═════ Records provided

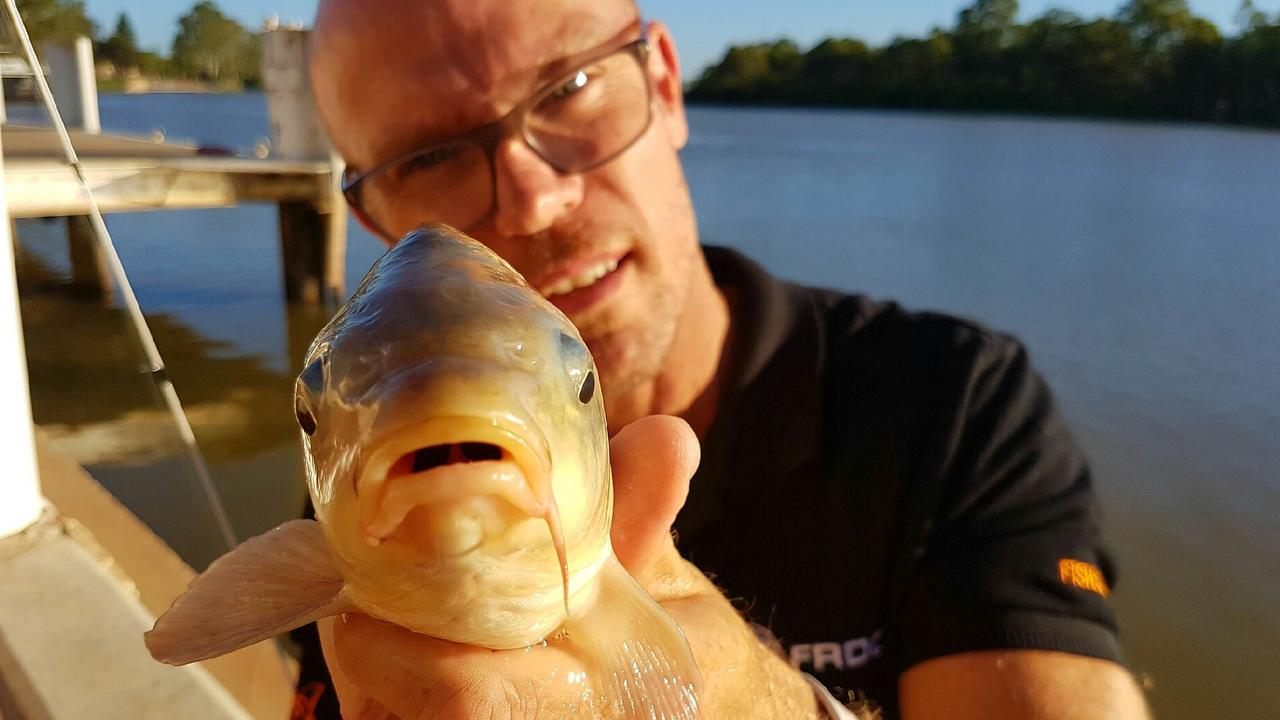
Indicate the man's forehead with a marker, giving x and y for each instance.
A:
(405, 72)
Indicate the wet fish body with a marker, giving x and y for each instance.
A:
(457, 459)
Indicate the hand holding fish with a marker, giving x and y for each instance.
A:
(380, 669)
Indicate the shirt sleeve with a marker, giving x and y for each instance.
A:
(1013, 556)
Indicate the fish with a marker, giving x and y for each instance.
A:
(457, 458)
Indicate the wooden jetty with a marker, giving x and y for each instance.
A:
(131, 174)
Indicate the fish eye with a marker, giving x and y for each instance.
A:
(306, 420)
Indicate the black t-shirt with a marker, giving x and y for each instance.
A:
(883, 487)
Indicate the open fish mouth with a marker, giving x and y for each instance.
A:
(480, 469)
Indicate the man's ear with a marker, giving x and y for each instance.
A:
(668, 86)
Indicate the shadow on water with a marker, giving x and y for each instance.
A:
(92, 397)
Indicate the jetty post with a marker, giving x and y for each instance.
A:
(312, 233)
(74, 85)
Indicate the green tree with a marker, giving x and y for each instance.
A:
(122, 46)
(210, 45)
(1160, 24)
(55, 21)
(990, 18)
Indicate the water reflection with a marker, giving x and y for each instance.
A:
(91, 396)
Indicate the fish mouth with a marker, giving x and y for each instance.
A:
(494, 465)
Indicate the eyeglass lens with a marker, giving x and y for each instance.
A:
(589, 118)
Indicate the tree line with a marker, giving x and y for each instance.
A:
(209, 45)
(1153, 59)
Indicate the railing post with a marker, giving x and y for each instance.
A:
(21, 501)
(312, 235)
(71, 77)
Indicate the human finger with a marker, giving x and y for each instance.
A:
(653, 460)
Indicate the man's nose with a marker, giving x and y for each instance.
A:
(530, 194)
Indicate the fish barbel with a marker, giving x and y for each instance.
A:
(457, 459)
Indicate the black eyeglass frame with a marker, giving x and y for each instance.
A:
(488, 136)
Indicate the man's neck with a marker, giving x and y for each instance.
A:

══════════

Exercise requirements
Pictures aside, repeat each entry in full and without change.

Task output
Indicate the man's forehead with a marker, giving x and y for each instance.
A:
(405, 72)
Indicate the wet fish body with a marker, giving x and y for each instance.
A:
(457, 459)
Indicate the hand holding fish with a marker, giving x and y for each instance.
A:
(380, 669)
Indicate the shirt sleeve with a marker, giving x and y for each instance.
A:
(1013, 556)
Indicate the fish with a marker, giving x and y for each instance.
A:
(457, 458)
Indicate the wooden jetty with a marker, giving x and y for each instance.
A:
(131, 174)
Indicate the fish eye with a marker, giving x and y for each instance.
A:
(306, 420)
Indicate the black t-shirt with a marker, giving x and y for each instance.
A:
(883, 487)
Indicate the open fish mouth with a marker, giving x and y for each instance.
A:
(480, 469)
Indicate the man's ear with a marker, giving x and y for each instance.
A:
(668, 86)
Indicate the shadow on water with a marker, giving x and y for each instance.
A:
(92, 397)
Indicate the jetty post with a marker, giving x and y for each instance.
A:
(312, 233)
(74, 85)
Indicate the green tree with a marker, giving x and y for each instance.
A:
(122, 46)
(210, 45)
(1160, 24)
(55, 21)
(990, 18)
Indicate the water reflection with a marker, giving x and y for each instance.
A:
(91, 396)
Indicate the fish mouth with a marker, giving x and y for each instance.
A:
(494, 465)
Indicate the eyeglass lens with a marker, giving x and y for each instance.
A:
(589, 118)
Indicate the tree line with a marker, giving x and y for each instance.
A:
(209, 45)
(1153, 59)
Indicate the railing post with a marker, giving x and y for each instance.
A:
(21, 501)
(312, 235)
(71, 77)
Indicate the human finger with a marker, giving x and y for each instance.
A:
(653, 460)
Indicate the man's nose with a marker, giving x and y for each instance.
A:
(530, 194)
Indicate the fish barbel with a marker, giving x and y for each instance.
A:
(457, 459)
Indicate the black eyeglass frame with a marker, giving x and y for each instance.
A:
(488, 136)
Indicate the man's neck with a marker, giving x and y for each instance.
A:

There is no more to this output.